Goal of the exercise:
Each entry below must appear in the answer exactly as written.

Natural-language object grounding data
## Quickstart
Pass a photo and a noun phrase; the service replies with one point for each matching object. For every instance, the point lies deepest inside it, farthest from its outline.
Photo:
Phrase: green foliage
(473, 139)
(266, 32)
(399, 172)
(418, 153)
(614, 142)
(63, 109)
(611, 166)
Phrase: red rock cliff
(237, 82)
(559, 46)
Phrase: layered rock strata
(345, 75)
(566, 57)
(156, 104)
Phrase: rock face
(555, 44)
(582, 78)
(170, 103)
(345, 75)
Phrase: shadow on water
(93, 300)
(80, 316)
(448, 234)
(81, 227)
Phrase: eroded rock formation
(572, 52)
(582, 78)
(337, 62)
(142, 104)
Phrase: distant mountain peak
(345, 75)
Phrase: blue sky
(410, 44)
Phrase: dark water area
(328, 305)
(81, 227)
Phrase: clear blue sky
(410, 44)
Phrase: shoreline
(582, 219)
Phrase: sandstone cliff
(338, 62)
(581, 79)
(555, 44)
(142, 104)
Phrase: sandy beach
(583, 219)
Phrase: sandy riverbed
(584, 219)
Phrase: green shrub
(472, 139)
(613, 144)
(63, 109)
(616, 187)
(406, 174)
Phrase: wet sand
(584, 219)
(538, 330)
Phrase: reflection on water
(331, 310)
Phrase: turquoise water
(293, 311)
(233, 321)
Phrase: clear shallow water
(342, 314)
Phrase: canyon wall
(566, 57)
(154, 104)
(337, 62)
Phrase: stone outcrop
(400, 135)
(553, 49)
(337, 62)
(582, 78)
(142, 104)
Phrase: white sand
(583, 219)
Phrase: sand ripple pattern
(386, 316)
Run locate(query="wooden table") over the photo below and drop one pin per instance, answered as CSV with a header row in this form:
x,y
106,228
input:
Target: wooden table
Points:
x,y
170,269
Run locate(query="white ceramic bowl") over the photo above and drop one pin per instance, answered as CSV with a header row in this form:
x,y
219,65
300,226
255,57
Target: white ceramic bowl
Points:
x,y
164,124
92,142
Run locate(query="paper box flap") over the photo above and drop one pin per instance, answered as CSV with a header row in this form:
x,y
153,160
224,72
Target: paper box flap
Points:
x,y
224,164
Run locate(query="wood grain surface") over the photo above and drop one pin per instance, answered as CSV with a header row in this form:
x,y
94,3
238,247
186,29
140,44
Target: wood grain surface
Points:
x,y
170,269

Answer below:
## Quickstart
Pass a photo and a noun phrase; the service replies with one point for each matching object. For every instance, the point lies deepest inside it, farthest from its outline.
Photo:
Phrase: green foliage
(473, 139)
(266, 32)
(399, 172)
(418, 153)
(614, 142)
(63, 109)
(611, 166)
Phrase: red rock cliff
(237, 82)
(559, 46)
Phrase: layered rock strata
(345, 75)
(566, 57)
(156, 104)
Phrase: rock face
(555, 44)
(582, 78)
(170, 103)
(345, 75)
Phrase: shadow on water
(93, 300)
(80, 316)
(448, 234)
(81, 227)
Phrase: eroded rock formation
(572, 52)
(582, 78)
(337, 62)
(142, 104)
Phrase: distant mountain peak
(345, 75)
Phrase: blue sky
(410, 44)
Phrase: dark water area
(328, 305)
(81, 227)
Phrase: clear blue sky
(410, 44)
Phrase: shoreline
(582, 219)
Phrase: sandstone cliff
(338, 62)
(581, 79)
(555, 44)
(142, 104)
Phrase: sandy beach
(583, 219)
Phrase: sandy riverbed
(584, 219)
Phrase: green shrub
(472, 139)
(613, 144)
(63, 109)
(616, 187)
(406, 174)
Phrase: wet sand
(584, 219)
(538, 330)
Phrase: reflection on water
(331, 310)
Phrase: turquoise water
(293, 311)
(233, 321)
Phrase: clear shallow water
(342, 314)
Phrase: canyon wall
(566, 57)
(154, 104)
(337, 62)
Phrase: stone outcrop
(400, 135)
(553, 49)
(337, 62)
(582, 78)
(142, 104)
Phrase: white sand
(583, 219)
Phrase: sand ripple pattern
(386, 316)
Run locate(query="wooden table") over the photo below and drop one pin per instance, answered as CSV with a header row in this form:
x,y
106,228
input:
Target: wooden table
Points:
x,y
170,269
Run locate(query="white ceramic bowl") over the photo above and drop one pin per instance, answered as CSV with a header row in this form:
x,y
219,65
300,226
255,57
Target: white ceramic bowl
Points:
x,y
164,124
92,142
Run locate(query="paper box flap") over the photo above and drop one pin per instance, answered as CSV with a header row in this form:
x,y
153,160
224,72
Target: paper box flap
Points:
x,y
224,164
Run locate(query="wood grain surface") over the photo above and drop one pin per instance, answered as CSV with a header row in this form:
x,y
94,3
238,247
186,29
140,44
Target: wood grain surface
Points:
x,y
170,269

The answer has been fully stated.